## WHAT THE EXERCISE ASKS:
Present all the lines below as a numbered list, skipping any blank lines and leaving the pictures out.

## MATERIAL FOR THE TASK:
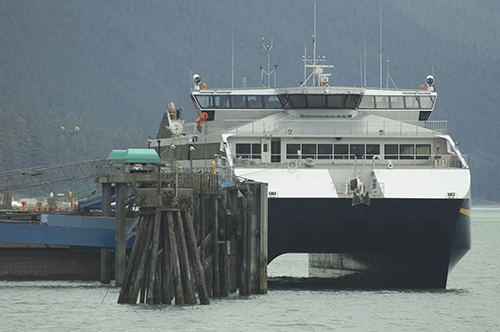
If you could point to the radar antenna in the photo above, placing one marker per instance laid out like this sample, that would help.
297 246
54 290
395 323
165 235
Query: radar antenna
268 48
318 77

## WRITTEN ANSWER:
1. If you could point to the radar antenna in the photo above, placing one marker per instance laid out like this sample, that would help.
2. 297 246
3. 54 290
4. 395 323
5. 165 235
6. Query: radar antenna
7. 268 48
8. 318 77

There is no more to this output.